→ **Provided data**:
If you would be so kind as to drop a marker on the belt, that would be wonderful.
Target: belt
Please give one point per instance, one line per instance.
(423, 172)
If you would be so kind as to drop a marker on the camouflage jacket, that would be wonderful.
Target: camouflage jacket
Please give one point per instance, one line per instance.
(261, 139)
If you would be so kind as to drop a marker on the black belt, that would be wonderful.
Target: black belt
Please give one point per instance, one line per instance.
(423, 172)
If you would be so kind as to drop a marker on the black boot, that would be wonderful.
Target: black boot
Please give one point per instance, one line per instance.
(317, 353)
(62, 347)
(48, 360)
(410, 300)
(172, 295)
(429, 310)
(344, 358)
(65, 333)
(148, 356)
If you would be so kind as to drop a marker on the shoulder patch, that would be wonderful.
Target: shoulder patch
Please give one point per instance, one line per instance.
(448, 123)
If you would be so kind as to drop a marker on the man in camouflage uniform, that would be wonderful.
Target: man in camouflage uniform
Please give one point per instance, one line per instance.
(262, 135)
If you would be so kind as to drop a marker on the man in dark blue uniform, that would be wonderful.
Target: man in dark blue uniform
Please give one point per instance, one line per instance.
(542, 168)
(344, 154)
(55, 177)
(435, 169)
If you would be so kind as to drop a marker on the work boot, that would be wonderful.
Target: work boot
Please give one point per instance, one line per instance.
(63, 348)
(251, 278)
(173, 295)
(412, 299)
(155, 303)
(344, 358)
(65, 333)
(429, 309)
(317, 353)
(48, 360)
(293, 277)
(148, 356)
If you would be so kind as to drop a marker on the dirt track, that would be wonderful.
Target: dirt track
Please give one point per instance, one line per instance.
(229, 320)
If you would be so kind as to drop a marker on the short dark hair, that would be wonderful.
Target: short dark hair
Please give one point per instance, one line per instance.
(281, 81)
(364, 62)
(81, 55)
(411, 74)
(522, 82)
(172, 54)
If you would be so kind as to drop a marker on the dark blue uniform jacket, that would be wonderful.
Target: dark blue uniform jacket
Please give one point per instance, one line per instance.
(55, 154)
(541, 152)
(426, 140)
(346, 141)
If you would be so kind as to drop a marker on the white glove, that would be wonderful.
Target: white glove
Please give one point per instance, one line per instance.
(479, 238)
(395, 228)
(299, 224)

→ **The exercise**: Recast all of the lines above as a Markdown table with two columns, Row and Line, numbering each row and skipping any blank lines.

→ **Response**:
| Row | Line |
|---|---|
| 1 | If you would be so kind as to drop a marker on the belt, that would be wonderful. |
| 2 | Target: belt |
| 3 | Please give one point per instance, one line per instance. |
| 4 | (423, 172) |
| 5 | If you would be so kind as to drop a marker on the camouflage jacket, that would be wonderful. |
| 6 | Target: camouflage jacket |
| 7 | Please give one point per instance, one line per instance. |
| 8 | (261, 139) |
| 9 | If you would be so kind as to drop a marker on the black belt, that would be wonderful. |
| 10 | Target: black belt |
| 11 | Please give one point per instance, one line per instance. |
| 12 | (423, 172) |
| 13 | If you would be so kind as to drop a marker on the black boot, that would be wonderful. |
| 14 | Target: black boot |
| 15 | Please give one point per instance, one line per instance. |
| 16 | (317, 353) |
| 17 | (62, 347) |
| 18 | (48, 360) |
| 19 | (410, 300) |
| 20 | (172, 295) |
| 21 | (429, 310) |
| 22 | (344, 358) |
| 23 | (65, 333) |
| 24 | (148, 356) |
| 25 | If you would be so kind as to drop a marker on the shoulder patch, that would be wonderful. |
| 26 | Target: shoulder patch |
| 27 | Please give one point per instance, one line per instance. |
| 28 | (448, 123) |
| 29 | If you would be so kind as to drop a marker on the man in camouflage uniform, that would be wonderful. |
| 30 | Target: man in camouflage uniform |
| 31 | Please give one point per instance, one line per instance. |
| 32 | (262, 135) |
| 33 | If you would be so kind as to drop a marker on the man in dark blue uniform, that would be wonderful. |
| 34 | Target: man in dark blue uniform |
| 35 | Please give one point per instance, one line per instance. |
| 36 | (542, 168) |
| 37 | (344, 154) |
| 38 | (55, 177) |
| 39 | (435, 169) |
| 40 | If you would be so kind as to drop a marker on the work boot, that would be wonderful. |
| 41 | Target: work boot |
| 42 | Please give one point per instance, one line per instance. |
| 43 | (63, 348) |
| 44 | (251, 278) |
| 45 | (173, 295) |
| 46 | (412, 299) |
| 47 | (155, 303) |
| 48 | (344, 358) |
| 49 | (65, 333) |
| 50 | (429, 309) |
| 51 | (317, 353) |
| 52 | (48, 360) |
| 53 | (293, 277) |
| 54 | (148, 356) |
| 55 | If you would be so kind as to drop a marker on the dirt track, that would be wonderful. |
| 56 | Target: dirt track |
| 57 | Please give one point per instance, one line per instance. |
| 58 | (229, 320) |
| 59 | If you would be so kind as to drop a marker on the short dark hair, that would be wonderful. |
| 60 | Target: short dark hair |
| 61 | Please give one point per instance, one line per instance. |
| 62 | (281, 81) |
| 63 | (364, 62) |
| 64 | (81, 55) |
| 65 | (411, 74) |
| 66 | (522, 82) |
| 67 | (172, 54) |
| 68 | If you would be so kind as to drop a marker on the dark blue uniform jacket, that would be wonderful. |
| 69 | Target: dark blue uniform jacket |
| 70 | Please give one point per instance, one line per instance. |
| 71 | (55, 154) |
| 72 | (541, 152) |
| 73 | (426, 140) |
| 74 | (346, 141) |
| 75 | If you would be so kind as to drop a marker on the white glove, that would be wonderful. |
| 76 | Target: white glove |
| 77 | Please give one point per instance, one line per instance. |
| 78 | (479, 238) |
| 79 | (395, 228) |
| 80 | (299, 224) |